REQUIRED TASKS:
a – Write out, word for word, everything in the Predator review from "I had thought" down to "first ten minutes.".
b – According to the Predator review, which actress plays Anna?
c – State whether each of the following statements agrees with the Predator review, answering yes or no and quoting the words of the review that decide it: (i) Predator received a mild to frosty critical reaction on its release. (ii) The film explains the aliens' motivations for their hunts. (iii) Most of the material the reviewer might apologize for is over within the first ten minutes.

SUPPLIED PASSAGE:
···
The rest of this film details Dutch, his dwindling squad and captive, well, let’s be honest, token woman Anna (Elpidia Carrillo) as they try to make it to an extraction point – yes, that’s right, they need to get to the choppa – of course culminating in a mud-caked Ah-nold going mano -a-xeno with the be-mandibled menace.

I was surprised to read that Predator received a mild to frosty critical reaction at the time, because I’ve always found it to be an incredible amount of fun, even after all this time and rewatches. I suppose the overarching point that it’s a bit weakly plotted has a degree of truthiness to it – the essential details can be reduced to about one and a half sentences – but it’s always been less about the narrative and about the atmosphere for me.

If Alien managed to build a sense of claustrophobia with the spaceship environs, Predator proves it’s just as possible to feel the walls close in when there aren’t any walls around. The jungle, while making for a nightmarish shoot by all accounts, makes for a hugely effective setting, and Dutch and co’s gradual realisation they’re going from hunter to hunted makes a terrifically tense slice of film-making.

I’ve kind of skipped over the Predator him/her/itself in this, as I’m largely assuming you know what it is. Perhaps that’s me normalising my experience too much, and I suppose there’s got to be someone who hasn’t seen this. They’re a race of aliens who treat some of the universe’s most dangerous locations as a safari-esque proving ground, although none of that information comes from this film, and to be honest not having the motivations screamed at us by Gary Busey is another reason to appreciate the minimalism of this film.

I’ve never quite been able to square the notion that these hunts are the various Predators pitting their skills against the best warriors in the galaxy as some sort of noble right of passage, as the playing field is a little slanted – not only does Preddy have his unfeasibly sharp bladed weapons, infra-red tracking ability, shoulder-mounted auto-tracking space-blaster, he can also turn invisible through some optical camouflage equipment. Just a slight tech advantage.

I had thought I’d need to be making apologies for the exceedingly macho attitudes on display, and there’s certainly no minimising that, but it was much worse in my head then the actuality of it. With the exception of one throwaway homophobic line and Hawkin’s line of “jokes”, there’s not much here to apologise for, and the bulk of that’s over in the first ten minutes.

And, here’s the thing, all this macho man posturing and swaggering is necessary, if just to show the contrast as they fray and break under the tension of the ordeal this alien bastard puts them through.

There’s more to be said on this, but the basic point I’m trying to get across is that I think this is a very tense, well executed film, with a strong concept, some great casting and compelling performances that makes this not just a great genre film, but a great film full stop. Highly recommended in the unlikely event you’ve not seen this already.

Predator 2

Strange things, Predator and Predator 2. One a $35 million dollar production, one a much simpler survival horror B-movie with a budget of only $15 million. One film with a cast of former sports stars and bodybuilders, the other with a star of a multiple-Oscar-nominated film and a hugely successful action franchise. One directed by someone mostly known for TV, the other directed by one of the greatest action directors of the time. One a classic, the other an ugly and disposable cash-in. None of these things match in the way that seems sensible.
···
STORED DATA:
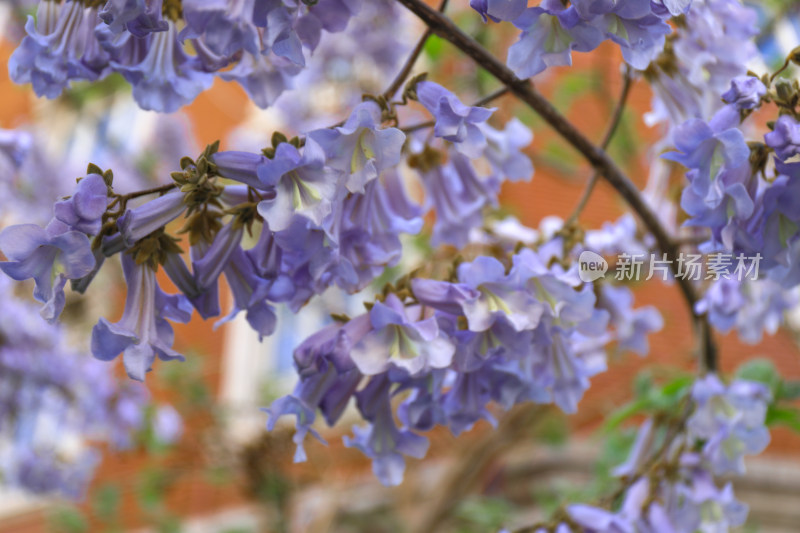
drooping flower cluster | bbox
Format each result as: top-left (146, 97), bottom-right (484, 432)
···
RESPONSES TO THE EXERCISE:
a –
I had thought I’d need to be making apologies for the exceedingly macho attitudes on display, and there’s certainly no minimising that, but it was much worse in my head then the actuality of it. With the exception of one throwaway homophobic line and Hawkin’s line of “jokes”, there’s not much here to apologise for, and the bulk of that’s over in the first ten minutes.

b – Elpidia Carrillo.

c –
(i) Yes: "Predator received a mild to frosty critical reaction at the time"
(ii) No: "although none of that information comes from this film"
(iii) Yes: "the bulk of that’s over in the first ten minutes"